| Что нужно сделать |
[a] Под каким флагом, согласно тексту об оставлении Ялты, стоял на дальнем рейде большой четырехтрубный крейсер?
[b] Кратко перескажи абзац текста об оставлении Ялты, который начинается словами «И именно этот контраст», сохранив его основные факты.
[c] Дословно перепиши фрагмент текста об оставлении Ялты: начни с места, где стоят слова «И именно этот», и остановись после слов «куда я иду.».

| Исходный текст |
В ялтинских обывателях совершенно не видно того злорадства и наглости зазнавшегося осла, которым так отличались в других местах при отступлении Армии. Многие кричат: «Возвращайтесь скорей!» Многие бабы бросают хлеб (несчастные, они не знали, что через неделю этого хлеба, которого так много было в «осажденной крепости — Крыму», нельзя будет достать никакими просьбами, ни за какие деньги). Вот пароход медленно бортом прошел мимо стоящего на рейде крейсера «Генерал Корнилов»[110] — и вдруг всю Ялту огласило «ура!». Но уже бодрое, громкое, могучее «ура», с которым эти орлы ходили в бой, побеждали и умирали. Это Армия приветствовала своего вождя, который в серой генеральской шинели, высокий и стройный, приехал провожать своих птенцов. Через некоторое время за большим транспортом подняли якорь другой и третий, маленькие, — и мол опустел… Как-то вдруг тоскливо и невыразимо жутко стало! И я почувствовал какой-то душу леденящий, охватывающий всё существо страх, безысходность и страшное одиночество! Читаю на лицах всех щемящую пустоту, как будто сейчас лишились того, чего уже нельзя вернуть ничем? Что невозвратимо, как сама судьба!..
На здании Городской Управы медленно взвился красный флаг… Свершилось?! Догадливые осторожные жители, привыкшие и приноровившиеся за эти тяжелые три года ко всяким переменам власти, ждут победителей. На море прямо на юг видны дымки уходящих пароходов. На далеком рейде стоит большой 4-трубный крейсер под американским флагом, а налево по направлению к Феодосии чуть видной точкой удаляется «Генерал Корнилов». Тихо! Мертвенно тихо. Все незаметно стараются удалиться, не обращая внимания на все те богатства, которые валяются по дороге и в раскрытых таможних складах. Домой! Скорей домой! Чтобы не заметили и не донесли, а то потом придется отвечать за проводы белым… А день тихий! Тихий… какой может быть только на южном берегу Крыма в середине осени. Солнышко такой чарующей, нежной теплотой обволакивает все существо… В воздухе длинными нитями летает паутина. И каким-то душу режущим диссонансом поражает этот тихий осенний день, эта прозрачная стеклянная синева моря, эти ввысь уходящие с белыми верхушками великаны-горы, — и эта картина разрушения, которую вы видите тут: это бесформенно наваленное и скомканное, которое всего несколько часов назад жило-было послушно и стройно, что просто привыкли называть останки отступающей сильной армии.
И именно этот контраст, бросающийся повсюду в глаза, наводит еще больший, невыносимый, панический ужас! Бежать! Скрыться! Исправить как-нибудь создавшееся положение, пока еще не поздно!! И я побежал… Не разбирая куда, зачем, а так просто скрыться куда-нибудь подальше, чтобы не видеть, не слышать того, что будет. И чем дальше, тем больше прибавлял ход, шел куда-то в гору, то спускался — иногда по тропинке, а то и просто карабкался между кустами и камнями, подгоняемый все тем же животным, невыразимым ужасом. Жарко?! Хочется пить! А под горой так заманчиво бьется родник с холодной прозрачной водой. Остановился, припал и долго пил, пока наконец, задыхаясь, остановился и только теперь или от холодной воды, или просто от переутомления, начал соображать, куда я иду.

| Записи с размеченными точками |
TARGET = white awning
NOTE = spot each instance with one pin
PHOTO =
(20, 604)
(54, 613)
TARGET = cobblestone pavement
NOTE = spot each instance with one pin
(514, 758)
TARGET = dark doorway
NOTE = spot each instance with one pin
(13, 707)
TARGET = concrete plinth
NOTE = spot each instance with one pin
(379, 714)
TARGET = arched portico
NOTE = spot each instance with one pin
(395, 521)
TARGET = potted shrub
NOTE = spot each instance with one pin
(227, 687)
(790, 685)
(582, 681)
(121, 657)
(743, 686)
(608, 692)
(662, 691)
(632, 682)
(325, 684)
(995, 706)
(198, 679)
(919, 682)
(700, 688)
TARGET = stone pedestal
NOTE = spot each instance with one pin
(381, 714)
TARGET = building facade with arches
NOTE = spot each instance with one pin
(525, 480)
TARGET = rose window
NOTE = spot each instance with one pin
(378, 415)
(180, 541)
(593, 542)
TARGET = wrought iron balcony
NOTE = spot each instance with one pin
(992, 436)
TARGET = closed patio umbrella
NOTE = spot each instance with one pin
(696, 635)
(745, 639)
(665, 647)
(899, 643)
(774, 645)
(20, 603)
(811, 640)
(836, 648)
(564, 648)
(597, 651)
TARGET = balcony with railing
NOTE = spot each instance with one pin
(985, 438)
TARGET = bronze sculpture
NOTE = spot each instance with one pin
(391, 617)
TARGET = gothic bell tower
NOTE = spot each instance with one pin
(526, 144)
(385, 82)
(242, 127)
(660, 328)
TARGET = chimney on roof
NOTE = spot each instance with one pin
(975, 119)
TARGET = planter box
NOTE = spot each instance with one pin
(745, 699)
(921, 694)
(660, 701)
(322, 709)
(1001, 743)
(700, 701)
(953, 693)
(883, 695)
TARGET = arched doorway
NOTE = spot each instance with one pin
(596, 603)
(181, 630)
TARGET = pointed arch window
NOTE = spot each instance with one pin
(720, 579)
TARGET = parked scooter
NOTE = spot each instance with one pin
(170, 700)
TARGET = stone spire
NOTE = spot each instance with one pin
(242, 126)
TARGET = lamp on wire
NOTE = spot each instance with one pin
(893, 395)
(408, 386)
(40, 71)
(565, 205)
* * *
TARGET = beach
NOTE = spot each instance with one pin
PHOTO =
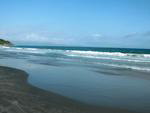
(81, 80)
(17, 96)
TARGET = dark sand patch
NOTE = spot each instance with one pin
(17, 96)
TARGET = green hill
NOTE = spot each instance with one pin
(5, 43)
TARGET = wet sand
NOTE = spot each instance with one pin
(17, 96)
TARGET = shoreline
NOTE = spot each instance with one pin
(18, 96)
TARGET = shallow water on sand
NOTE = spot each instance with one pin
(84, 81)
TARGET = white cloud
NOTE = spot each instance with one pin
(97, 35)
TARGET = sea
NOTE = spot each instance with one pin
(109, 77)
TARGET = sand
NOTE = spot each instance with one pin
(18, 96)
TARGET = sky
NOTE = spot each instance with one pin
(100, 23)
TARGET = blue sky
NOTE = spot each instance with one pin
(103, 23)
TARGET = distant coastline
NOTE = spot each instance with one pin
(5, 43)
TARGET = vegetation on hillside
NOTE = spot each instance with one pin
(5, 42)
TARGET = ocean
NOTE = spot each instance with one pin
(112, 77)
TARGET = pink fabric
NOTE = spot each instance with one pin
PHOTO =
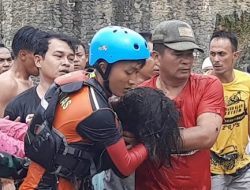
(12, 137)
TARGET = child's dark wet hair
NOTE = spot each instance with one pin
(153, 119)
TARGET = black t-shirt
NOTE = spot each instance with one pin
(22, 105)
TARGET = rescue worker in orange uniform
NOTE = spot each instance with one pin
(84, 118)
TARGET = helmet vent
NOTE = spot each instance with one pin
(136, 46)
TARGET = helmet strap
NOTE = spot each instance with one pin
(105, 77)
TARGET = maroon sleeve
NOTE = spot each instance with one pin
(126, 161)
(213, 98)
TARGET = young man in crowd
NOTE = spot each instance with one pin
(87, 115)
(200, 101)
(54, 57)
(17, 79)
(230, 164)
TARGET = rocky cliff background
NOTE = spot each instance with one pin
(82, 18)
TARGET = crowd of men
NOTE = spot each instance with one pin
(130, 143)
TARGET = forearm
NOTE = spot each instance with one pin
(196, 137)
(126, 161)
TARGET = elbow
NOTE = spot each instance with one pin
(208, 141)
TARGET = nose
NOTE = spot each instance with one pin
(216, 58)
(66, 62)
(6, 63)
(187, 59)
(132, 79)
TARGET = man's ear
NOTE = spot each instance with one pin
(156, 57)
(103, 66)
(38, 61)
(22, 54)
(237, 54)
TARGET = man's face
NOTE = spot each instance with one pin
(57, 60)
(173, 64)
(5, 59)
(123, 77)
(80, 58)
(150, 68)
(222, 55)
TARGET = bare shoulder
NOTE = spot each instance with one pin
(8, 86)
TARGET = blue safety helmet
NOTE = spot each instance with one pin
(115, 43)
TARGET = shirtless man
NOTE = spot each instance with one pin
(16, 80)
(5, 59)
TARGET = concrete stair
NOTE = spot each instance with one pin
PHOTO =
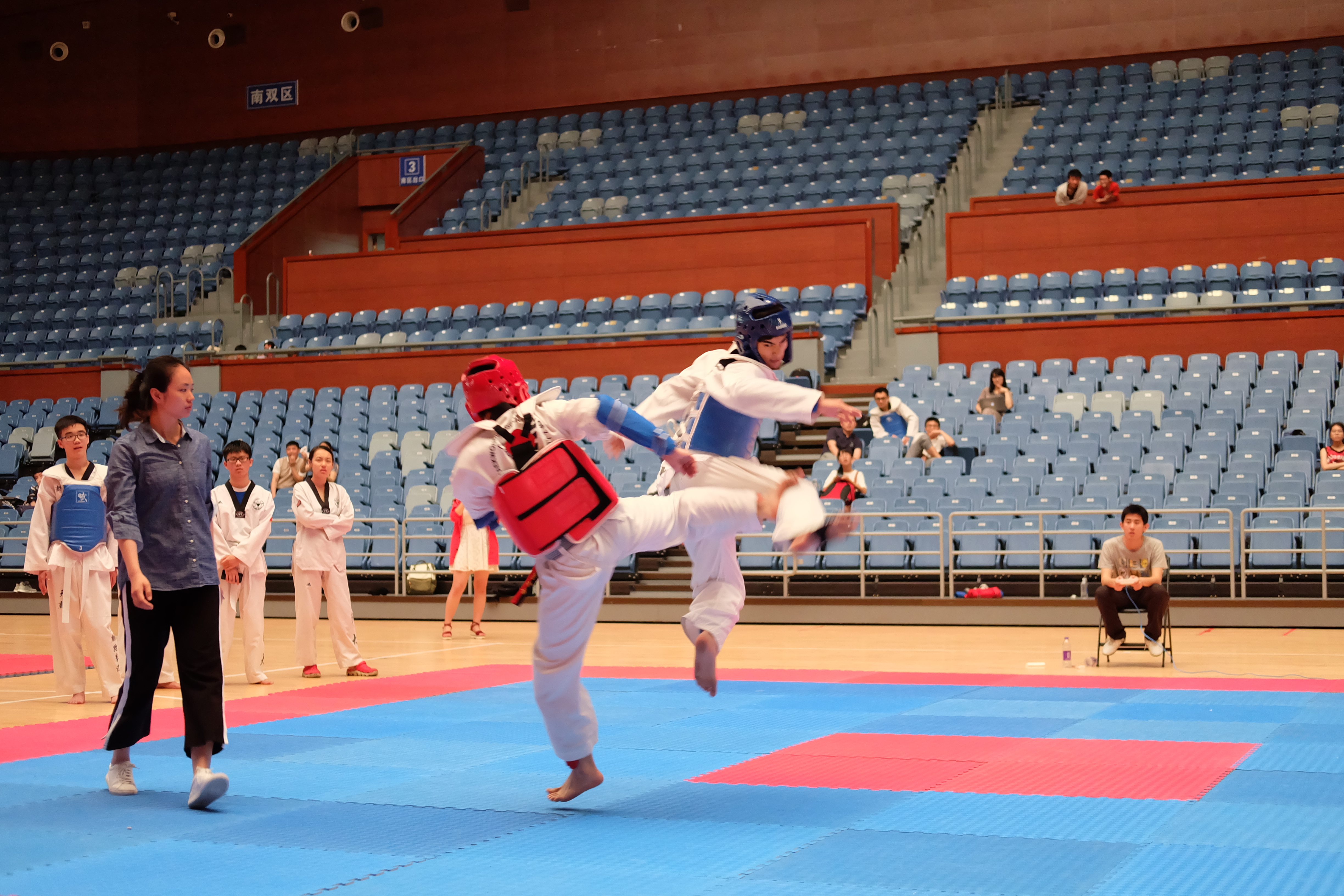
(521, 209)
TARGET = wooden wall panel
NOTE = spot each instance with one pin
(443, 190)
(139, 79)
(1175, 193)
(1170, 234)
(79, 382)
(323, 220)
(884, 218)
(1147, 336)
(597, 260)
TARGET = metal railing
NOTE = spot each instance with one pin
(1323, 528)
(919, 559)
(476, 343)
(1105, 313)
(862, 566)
* * *
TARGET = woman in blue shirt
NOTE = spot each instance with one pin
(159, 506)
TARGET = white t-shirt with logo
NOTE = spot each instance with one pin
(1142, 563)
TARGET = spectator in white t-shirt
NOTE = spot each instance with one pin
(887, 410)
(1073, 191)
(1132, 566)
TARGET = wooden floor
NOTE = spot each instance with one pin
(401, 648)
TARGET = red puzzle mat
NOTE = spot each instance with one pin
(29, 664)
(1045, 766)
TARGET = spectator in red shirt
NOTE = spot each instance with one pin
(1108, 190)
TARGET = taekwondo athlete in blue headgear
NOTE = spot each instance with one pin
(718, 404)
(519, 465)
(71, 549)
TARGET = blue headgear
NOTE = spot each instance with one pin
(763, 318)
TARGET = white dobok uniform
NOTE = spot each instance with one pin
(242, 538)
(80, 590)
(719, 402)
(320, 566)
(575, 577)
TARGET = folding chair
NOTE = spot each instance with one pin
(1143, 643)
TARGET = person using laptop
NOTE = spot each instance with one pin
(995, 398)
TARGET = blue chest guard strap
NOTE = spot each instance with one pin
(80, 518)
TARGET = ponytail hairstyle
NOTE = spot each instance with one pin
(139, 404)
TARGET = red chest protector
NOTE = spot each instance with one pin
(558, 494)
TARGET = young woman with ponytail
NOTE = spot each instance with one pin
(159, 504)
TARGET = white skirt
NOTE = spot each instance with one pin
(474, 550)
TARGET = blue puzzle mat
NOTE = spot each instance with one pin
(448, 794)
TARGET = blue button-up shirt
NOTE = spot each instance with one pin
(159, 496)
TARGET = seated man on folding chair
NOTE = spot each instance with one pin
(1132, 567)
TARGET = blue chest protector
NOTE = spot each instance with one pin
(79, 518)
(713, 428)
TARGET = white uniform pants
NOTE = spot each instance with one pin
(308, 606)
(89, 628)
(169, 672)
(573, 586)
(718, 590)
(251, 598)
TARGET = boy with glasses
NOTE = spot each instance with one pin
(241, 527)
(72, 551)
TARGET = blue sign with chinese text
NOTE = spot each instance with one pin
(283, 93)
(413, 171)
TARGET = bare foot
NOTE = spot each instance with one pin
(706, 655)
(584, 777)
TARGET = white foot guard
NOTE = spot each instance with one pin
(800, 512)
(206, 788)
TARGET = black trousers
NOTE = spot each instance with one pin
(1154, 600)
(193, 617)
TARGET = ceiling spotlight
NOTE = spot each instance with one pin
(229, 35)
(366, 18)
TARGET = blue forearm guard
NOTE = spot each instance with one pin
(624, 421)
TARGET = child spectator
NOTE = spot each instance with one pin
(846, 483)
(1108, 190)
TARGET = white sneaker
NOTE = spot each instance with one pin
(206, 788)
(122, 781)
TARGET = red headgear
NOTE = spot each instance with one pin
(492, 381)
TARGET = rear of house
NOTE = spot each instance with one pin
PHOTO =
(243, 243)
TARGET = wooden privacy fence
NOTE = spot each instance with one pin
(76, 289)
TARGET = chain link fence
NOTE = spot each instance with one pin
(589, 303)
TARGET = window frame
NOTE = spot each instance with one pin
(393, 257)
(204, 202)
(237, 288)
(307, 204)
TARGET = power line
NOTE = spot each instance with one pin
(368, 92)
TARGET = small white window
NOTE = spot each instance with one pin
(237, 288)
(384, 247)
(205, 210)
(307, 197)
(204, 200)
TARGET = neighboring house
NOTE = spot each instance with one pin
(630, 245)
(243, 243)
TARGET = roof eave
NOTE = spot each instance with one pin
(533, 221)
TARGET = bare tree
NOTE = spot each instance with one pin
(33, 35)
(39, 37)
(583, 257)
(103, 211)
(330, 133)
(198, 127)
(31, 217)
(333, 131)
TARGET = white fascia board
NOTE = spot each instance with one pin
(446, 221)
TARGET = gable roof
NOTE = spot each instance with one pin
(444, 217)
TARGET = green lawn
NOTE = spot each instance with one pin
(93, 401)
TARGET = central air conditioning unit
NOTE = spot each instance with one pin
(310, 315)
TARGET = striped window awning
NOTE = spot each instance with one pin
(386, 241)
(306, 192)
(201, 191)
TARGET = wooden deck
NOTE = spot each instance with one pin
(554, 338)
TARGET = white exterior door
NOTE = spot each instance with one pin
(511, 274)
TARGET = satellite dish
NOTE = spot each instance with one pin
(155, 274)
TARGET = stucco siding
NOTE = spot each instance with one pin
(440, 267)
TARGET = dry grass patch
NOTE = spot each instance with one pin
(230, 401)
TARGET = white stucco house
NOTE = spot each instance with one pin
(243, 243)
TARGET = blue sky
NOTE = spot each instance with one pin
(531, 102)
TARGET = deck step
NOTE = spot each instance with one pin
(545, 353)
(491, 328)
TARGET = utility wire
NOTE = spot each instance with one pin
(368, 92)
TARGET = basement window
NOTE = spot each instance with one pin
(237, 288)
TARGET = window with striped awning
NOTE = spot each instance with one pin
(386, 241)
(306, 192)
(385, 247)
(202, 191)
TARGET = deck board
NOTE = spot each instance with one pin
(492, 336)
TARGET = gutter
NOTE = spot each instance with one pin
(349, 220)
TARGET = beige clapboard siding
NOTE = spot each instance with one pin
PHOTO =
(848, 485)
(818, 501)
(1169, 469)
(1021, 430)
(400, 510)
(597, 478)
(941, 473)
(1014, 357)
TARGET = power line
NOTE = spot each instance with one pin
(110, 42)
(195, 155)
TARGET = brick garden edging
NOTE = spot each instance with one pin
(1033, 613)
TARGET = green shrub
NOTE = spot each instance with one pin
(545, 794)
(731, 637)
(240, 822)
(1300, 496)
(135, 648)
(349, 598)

| В ответ |
[a] Под американским флагом.

[b] Контраст между тихим осенним днем и картиной разрушения вызывает у рассказчика невыносимый панический ужас и желание бежать и скрыться, пока не поздно. Он бежит, не разбирая дороги: то в гору, то вниз, по тропинкам и между кустами и камнями, гонимый животным страхом. Измученный жарой и жаждой, он долго пьет из холодного родника под горой. Только после этого он начинает соображать, куда идет.

[c]
И именно этот контраст, бросающийся повсюду в глаза, наводит еще больший, невыносимый, панический ужас! Бежать! Скрыться! Исправить как-нибудь создавшееся положение, пока еще не поздно!! И я побежал… Не разбирая куда, зачем, а так просто скрыться куда-нибудь подальше, чтобы не видеть, не слышать того, что будет. И чем дальше, тем больше прибавлял ход, шел куда-то в гору, то спускался — иногда по тропинке, а то и просто карабкался между кустами и камнями, подгоняемый все тем же животным, невыразимым ужасом. Жарко?! Хочется пить! А под горой так заманчиво бьется родник с холодной прозрачной водой. Остановился, припал и долго пил, пока наконец, задыхаясь, остановился и только теперь или от холодной воды, или просто от переутомления, начал соображать, куда я иду.